-- REQUIRED WORK --
Please answer from the passage on ISO and Simon and Speck below: for how long did ISO deliberate before it rejected Simon and Speck?

** PASSAGE FOR REVIEW follows **

These are only part of the problems I and others found with the
so-called design rationale. Having so many problems in a document meant
to convince people that you're not doing anything sinister is either an
indication for some serious incompetence, or an indication that
something sinister is actually happening. Either way, it is clear that
this document is meant for PR and has no scientific value. It surely
does not inspire confidence in the algorithms.

All of this was known to the people in the room when ISO made its
decision to reject Simon and Speck (after deliberating about this for
more than 3 years. Not because there were disagreements but because we
wanted to give the NSA a fair chance). These people also got a first
hand impression of how poorly the people the NSA sent fare with
_technical_ questions, basically refusing to answer all, and throwing
tantrums instead. And then, the ISO people also saw another thing.
During the discussions I asked the NSA two non-technical questions (from
a crypto point of view. These are technical questions from a
standardization point of view):?

** End of PASSAGE FOR REVIEW **
** LISTED ENTRIES follows **

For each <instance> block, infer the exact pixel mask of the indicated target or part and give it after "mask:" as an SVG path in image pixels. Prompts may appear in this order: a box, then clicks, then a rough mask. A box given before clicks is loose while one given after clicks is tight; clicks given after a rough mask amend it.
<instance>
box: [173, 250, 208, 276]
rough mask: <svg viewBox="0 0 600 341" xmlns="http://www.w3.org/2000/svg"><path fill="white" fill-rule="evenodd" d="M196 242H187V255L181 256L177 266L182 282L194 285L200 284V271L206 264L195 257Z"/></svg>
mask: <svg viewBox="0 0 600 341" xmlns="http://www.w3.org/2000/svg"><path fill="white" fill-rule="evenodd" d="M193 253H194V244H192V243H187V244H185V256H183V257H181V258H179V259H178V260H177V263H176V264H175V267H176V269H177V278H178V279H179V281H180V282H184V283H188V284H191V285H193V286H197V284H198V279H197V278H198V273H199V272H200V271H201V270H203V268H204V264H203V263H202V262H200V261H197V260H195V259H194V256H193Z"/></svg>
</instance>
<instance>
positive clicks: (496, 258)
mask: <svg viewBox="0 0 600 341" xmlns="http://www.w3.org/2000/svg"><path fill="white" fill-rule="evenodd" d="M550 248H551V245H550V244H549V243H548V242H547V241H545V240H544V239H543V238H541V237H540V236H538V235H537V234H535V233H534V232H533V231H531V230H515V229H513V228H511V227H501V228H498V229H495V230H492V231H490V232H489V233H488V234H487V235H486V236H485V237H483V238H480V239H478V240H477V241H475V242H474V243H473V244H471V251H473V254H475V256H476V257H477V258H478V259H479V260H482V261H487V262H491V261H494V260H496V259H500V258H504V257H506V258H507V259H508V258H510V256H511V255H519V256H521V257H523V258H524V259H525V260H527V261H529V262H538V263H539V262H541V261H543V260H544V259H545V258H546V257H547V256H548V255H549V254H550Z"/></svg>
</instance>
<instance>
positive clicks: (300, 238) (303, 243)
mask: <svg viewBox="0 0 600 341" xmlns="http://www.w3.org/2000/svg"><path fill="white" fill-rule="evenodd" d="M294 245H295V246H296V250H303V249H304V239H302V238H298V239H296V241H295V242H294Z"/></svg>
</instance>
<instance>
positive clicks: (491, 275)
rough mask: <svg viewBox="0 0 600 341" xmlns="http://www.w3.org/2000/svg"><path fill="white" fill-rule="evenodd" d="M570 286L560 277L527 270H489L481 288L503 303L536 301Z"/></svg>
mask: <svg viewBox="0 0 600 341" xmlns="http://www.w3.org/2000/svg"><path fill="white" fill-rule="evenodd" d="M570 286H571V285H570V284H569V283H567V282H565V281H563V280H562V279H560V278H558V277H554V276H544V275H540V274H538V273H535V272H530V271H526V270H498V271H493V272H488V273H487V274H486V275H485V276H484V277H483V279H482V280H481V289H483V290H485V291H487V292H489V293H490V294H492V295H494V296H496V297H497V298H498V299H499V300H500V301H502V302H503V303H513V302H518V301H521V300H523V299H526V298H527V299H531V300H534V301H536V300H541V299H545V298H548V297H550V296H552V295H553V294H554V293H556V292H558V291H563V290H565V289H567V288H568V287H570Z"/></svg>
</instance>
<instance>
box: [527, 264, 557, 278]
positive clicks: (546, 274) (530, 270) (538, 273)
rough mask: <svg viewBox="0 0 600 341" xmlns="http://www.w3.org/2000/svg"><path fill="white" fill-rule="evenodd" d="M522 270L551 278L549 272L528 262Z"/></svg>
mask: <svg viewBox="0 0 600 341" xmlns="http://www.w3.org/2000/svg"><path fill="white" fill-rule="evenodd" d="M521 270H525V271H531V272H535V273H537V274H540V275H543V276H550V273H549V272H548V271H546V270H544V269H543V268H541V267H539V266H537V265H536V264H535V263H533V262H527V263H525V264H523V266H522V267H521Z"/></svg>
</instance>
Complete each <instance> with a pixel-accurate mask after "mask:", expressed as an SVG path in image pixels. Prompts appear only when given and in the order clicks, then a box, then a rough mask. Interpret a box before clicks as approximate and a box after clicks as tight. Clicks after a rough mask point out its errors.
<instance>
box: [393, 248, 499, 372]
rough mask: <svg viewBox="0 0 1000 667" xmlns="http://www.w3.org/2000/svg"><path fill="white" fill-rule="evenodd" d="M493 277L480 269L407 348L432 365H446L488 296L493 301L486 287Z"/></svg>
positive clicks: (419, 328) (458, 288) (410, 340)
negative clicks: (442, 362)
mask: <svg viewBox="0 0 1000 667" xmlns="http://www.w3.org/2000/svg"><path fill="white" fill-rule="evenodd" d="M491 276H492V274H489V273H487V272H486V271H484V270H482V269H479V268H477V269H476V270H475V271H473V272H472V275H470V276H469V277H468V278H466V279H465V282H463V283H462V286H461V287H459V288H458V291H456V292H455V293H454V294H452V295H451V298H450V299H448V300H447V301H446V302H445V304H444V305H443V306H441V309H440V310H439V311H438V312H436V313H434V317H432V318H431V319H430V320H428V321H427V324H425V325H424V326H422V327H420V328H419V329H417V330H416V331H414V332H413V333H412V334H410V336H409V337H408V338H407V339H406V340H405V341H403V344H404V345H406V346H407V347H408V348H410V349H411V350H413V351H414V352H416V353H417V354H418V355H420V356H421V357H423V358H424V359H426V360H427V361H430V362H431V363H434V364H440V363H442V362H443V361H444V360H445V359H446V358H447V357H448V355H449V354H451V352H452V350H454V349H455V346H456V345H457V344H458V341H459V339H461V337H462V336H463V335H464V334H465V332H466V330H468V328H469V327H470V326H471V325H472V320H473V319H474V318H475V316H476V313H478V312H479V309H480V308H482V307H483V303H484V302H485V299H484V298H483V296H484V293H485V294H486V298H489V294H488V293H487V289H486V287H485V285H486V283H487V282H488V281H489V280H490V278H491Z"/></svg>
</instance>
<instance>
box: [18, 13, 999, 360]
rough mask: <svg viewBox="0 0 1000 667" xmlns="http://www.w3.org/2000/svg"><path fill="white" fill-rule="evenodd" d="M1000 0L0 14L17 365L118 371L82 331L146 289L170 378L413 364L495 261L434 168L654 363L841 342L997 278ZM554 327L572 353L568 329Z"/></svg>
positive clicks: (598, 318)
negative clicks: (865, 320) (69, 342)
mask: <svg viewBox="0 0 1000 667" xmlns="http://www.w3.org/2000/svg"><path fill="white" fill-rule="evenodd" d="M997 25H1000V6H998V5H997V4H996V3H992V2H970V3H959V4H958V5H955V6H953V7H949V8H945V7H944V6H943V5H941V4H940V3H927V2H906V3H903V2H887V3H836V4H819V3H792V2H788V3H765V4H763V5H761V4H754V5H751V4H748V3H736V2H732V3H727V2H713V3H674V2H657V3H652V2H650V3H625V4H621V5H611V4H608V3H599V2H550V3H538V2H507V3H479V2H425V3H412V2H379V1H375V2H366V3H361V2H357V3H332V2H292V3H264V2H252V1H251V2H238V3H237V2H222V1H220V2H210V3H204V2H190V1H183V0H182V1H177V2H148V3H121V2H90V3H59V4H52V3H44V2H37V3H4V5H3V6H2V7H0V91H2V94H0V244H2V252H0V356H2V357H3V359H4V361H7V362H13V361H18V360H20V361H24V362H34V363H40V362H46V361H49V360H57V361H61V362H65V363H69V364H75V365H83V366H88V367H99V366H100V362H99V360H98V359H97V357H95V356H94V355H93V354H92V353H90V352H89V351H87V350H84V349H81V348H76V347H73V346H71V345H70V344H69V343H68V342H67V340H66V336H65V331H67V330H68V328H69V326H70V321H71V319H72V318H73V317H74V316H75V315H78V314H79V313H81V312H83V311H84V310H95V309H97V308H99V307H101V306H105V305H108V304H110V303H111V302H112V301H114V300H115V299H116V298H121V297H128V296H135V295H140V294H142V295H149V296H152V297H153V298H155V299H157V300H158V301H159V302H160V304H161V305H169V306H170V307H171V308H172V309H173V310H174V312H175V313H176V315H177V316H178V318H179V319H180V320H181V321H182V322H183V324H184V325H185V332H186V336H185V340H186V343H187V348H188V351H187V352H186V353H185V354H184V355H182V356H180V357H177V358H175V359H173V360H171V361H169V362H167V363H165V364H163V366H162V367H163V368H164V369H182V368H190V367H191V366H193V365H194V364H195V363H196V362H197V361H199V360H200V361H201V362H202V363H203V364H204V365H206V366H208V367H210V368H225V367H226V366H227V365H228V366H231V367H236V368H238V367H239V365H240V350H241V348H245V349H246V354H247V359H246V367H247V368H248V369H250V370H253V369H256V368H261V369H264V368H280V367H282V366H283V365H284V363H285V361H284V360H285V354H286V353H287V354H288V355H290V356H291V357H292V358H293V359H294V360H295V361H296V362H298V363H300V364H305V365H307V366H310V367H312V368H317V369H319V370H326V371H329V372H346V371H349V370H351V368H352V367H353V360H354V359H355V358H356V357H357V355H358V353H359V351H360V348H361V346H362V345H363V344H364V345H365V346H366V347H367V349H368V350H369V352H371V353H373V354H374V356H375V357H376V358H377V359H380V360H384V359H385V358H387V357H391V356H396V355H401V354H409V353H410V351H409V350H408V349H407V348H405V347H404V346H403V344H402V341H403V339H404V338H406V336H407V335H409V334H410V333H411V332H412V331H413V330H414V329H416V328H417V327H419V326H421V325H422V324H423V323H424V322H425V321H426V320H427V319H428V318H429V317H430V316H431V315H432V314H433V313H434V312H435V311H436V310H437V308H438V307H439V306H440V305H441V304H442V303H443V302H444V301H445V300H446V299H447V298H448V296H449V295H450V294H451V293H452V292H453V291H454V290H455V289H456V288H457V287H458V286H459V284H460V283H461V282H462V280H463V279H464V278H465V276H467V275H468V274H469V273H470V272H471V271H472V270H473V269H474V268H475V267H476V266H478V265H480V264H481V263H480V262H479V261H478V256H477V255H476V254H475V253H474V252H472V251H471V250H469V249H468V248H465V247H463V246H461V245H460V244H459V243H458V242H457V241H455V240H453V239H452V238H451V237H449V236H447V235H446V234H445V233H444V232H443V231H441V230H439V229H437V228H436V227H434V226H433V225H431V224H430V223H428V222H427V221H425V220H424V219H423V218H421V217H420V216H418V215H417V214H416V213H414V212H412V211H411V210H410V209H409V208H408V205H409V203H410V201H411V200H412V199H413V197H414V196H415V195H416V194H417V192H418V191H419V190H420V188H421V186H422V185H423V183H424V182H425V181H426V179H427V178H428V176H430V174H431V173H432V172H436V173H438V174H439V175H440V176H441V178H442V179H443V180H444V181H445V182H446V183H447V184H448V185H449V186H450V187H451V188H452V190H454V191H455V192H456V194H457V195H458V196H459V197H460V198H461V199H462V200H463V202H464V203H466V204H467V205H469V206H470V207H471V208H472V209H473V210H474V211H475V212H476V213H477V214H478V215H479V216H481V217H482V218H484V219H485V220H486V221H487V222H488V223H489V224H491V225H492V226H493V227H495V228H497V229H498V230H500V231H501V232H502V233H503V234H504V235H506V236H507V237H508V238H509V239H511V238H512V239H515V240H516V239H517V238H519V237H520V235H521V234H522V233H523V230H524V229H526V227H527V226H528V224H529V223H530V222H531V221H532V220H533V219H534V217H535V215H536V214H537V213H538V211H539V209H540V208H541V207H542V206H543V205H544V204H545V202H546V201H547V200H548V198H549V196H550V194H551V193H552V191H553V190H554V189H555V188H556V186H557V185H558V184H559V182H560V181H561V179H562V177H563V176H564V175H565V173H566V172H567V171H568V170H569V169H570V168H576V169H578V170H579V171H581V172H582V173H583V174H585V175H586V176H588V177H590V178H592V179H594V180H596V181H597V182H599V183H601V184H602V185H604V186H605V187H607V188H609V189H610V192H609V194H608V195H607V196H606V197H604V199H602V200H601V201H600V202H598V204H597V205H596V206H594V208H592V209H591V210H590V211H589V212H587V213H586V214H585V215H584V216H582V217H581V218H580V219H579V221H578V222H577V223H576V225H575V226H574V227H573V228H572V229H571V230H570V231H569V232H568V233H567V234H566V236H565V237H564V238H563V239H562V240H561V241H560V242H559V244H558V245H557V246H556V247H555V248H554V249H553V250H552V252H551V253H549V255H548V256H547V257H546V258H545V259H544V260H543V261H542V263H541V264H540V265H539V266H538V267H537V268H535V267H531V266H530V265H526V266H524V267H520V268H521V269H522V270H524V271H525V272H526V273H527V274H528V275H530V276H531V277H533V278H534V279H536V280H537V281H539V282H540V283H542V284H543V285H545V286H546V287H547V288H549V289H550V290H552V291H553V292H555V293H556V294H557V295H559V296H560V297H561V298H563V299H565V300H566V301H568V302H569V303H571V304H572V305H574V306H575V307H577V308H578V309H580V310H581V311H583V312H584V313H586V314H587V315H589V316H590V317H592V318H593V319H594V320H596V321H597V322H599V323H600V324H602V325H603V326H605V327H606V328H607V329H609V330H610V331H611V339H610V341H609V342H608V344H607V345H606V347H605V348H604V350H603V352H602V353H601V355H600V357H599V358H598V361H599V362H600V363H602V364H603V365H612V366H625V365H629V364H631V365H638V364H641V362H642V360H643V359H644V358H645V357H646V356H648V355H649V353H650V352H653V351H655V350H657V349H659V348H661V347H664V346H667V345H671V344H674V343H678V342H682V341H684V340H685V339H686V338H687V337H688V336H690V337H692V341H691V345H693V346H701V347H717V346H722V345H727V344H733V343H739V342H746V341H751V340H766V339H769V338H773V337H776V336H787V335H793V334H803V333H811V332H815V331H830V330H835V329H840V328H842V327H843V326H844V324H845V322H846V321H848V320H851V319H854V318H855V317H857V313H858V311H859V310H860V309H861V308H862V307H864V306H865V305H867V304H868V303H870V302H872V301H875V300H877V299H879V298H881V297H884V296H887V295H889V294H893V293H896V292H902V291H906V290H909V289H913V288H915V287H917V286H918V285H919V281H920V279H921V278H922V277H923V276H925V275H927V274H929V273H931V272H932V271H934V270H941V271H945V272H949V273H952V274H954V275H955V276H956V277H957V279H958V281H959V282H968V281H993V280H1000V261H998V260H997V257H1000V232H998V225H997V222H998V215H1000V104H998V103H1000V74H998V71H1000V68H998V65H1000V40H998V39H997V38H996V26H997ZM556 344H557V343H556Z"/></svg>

** End of LISTED ENTRIES **

-- OUTPUT --
More than three years.